⟨

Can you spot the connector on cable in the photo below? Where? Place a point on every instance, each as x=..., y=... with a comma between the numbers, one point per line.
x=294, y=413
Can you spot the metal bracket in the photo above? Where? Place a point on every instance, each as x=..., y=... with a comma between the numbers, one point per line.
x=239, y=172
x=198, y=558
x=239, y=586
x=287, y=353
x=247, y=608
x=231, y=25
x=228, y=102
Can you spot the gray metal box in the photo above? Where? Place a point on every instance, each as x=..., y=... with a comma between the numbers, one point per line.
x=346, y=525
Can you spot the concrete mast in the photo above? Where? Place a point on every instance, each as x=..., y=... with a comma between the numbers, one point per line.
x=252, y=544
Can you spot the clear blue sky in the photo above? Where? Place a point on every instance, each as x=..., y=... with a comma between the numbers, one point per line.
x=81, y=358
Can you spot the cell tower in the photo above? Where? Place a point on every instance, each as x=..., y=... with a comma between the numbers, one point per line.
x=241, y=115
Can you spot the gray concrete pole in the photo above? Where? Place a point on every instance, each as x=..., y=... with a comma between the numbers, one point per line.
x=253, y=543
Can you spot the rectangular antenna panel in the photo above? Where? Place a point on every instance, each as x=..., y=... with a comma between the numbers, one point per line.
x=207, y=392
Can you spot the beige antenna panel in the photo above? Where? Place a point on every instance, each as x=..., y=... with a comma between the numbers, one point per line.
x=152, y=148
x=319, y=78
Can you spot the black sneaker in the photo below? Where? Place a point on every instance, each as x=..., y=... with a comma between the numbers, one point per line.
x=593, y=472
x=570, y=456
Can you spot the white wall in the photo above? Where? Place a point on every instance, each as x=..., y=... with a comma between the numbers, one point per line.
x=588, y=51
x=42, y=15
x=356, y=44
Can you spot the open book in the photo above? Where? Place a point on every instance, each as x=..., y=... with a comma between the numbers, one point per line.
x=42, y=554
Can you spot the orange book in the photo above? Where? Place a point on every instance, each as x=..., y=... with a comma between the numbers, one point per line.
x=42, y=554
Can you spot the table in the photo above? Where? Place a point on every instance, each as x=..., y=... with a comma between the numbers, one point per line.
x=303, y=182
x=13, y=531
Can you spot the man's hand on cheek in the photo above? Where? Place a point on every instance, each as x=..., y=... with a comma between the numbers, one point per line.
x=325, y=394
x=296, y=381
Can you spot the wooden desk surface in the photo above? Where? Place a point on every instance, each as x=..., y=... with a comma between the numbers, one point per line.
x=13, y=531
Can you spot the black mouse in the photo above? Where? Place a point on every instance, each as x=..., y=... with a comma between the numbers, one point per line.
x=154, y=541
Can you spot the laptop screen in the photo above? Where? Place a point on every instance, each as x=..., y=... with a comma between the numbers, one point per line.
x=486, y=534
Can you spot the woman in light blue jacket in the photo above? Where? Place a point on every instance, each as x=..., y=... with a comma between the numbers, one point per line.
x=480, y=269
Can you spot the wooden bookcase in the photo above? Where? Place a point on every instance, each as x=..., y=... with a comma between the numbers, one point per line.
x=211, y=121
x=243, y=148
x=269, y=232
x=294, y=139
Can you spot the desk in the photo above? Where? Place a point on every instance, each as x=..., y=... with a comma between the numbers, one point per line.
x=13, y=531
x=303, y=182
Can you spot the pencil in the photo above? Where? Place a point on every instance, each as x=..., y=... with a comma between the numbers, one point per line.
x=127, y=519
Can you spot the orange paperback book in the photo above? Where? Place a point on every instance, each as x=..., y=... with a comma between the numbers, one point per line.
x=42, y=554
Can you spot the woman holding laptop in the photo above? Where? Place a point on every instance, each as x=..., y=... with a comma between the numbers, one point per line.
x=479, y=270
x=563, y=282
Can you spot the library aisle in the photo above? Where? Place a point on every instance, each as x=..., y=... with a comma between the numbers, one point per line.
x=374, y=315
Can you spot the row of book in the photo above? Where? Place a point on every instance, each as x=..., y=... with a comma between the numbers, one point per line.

⟩

-- YOUR ASSIGNMENT --
Each record should be repeated in full, exactly as it is written.

-- REPLY TO THE EXERCISE --
Can you spot the connector on cable in the photo below? Where? Place a point on every instance, each as x=..., y=... with a comma between the numbers, one point per line.
x=294, y=413
Can you spot the metal bracket in the photo above? Where? Place a point on every instance, each as x=..., y=... with a comma between the numbers, one point per line.
x=239, y=172
x=198, y=558
x=239, y=586
x=287, y=353
x=247, y=608
x=231, y=25
x=228, y=102
Can you spot the gray metal box in the photo above? Where? Place a point on every instance, each as x=..., y=... with a comma between the numbers, one point per line.
x=346, y=525
Can you spot the concrete mast in the photo above? Where? Place a point on every instance, each as x=..., y=... with a comma between the numbers, one point per line.
x=252, y=544
Can you spot the clear blue sky in the photo above? Where? Place a point on every instance, each as x=..., y=... with a comma between the numbers, one point per line.
x=81, y=358
Can you spot the cell tower in the photo above? Where? Place a point on every instance, each as x=..., y=... with a comma between the numbers, one point per line.
x=241, y=115
Can you spot the gray concrete pole in the photo above? Where? Place a point on every instance, each as x=..., y=... with a comma between the numbers, one point per line.
x=253, y=543
Can you spot the rectangular antenna panel in the photo above? Where? Place a point on every instance, each as x=..., y=... with a comma between the numbers, one point per line.
x=207, y=392
Can you spot the beige antenna panel in the photo above? Where? Place a point on every instance, each as x=..., y=... with a comma between the numbers, one point per line.
x=152, y=148
x=319, y=78
Can you spot the black sneaker in the photo below? Where? Place a point on every instance, each as x=..., y=... with a comma between the numbers, one point per line.
x=593, y=472
x=570, y=456
Can you spot the white wall in the photo above? Where? Place a point on every instance, each as x=..., y=... with a comma between the numbers, one point per line.
x=588, y=51
x=42, y=15
x=356, y=44
Can you spot the open book in the photo above? Where? Place a point on every instance, each as x=..., y=... with a comma between the numbers, one point per line.
x=42, y=554
Can you spot the orange book in the photo above? Where? Place a point on every instance, each as x=..., y=... with a comma between the numbers, one point per line.
x=42, y=554
Can you spot the table in the photo above? Where? Place a point on every instance, each as x=..., y=... with a comma between the numbers, one point per line.
x=303, y=182
x=13, y=531
Can you spot the man's hand on cheek in the photo above? Where? Place a point on every instance, each as x=..., y=... with a comma between the numbers, one point per line.
x=325, y=394
x=296, y=381
Can you spot the wooden desk surface in the photo above? Where? Place a point on every instance, each as x=..., y=... with a comma between the numbers, one point per line.
x=13, y=531
Can you spot the black mouse in the photo above? Where? Place a point on every instance, each as x=..., y=... with a comma between the numbers, one point per line.
x=154, y=541
Can you spot the laptop screen in the photo above? Where? Place a point on every instance, each as x=..., y=... with a comma between the numbers, one point per line.
x=486, y=534
Can you spot the woman in light blue jacket in the photo above? Where? Place a point on every instance, each as x=..., y=... with a comma between the numbers, one point per line.
x=480, y=269
Can you spot the wooden bookcase in the photo above? Where? Place a point on every instance, each as x=..., y=... with a comma between the numbers, one point per line.
x=211, y=121
x=243, y=148
x=269, y=232
x=294, y=139
Can you spot the desk in the photo above? Where? Place a point on every instance, each as x=..., y=... with a comma between the numbers, one point per line.
x=13, y=531
x=303, y=182
Can you spot the pencil in the photo above? Where? Place a point on every instance, each as x=..., y=... with a comma between the numbers, one point per line.
x=127, y=519
Can you spot the orange paperback book in the photo above? Where? Place a point on every instance, each as x=..., y=... with a comma between the numbers, one point per line.
x=42, y=554
Can you spot the woman holding laptop in the photo above? Where? Place a point on every instance, each as x=..., y=... with a comma between the numbers, one point per line.
x=479, y=270
x=563, y=282
Can you spot the library aisle in the photo above? Where? Place a point on every instance, each as x=..., y=... with a comma between the numbers, one point per line.
x=374, y=315
Can you spot the row of book in the photo above? Where? Place a point on every instance, each as x=..., y=... with a comma between the numbers, one point per line.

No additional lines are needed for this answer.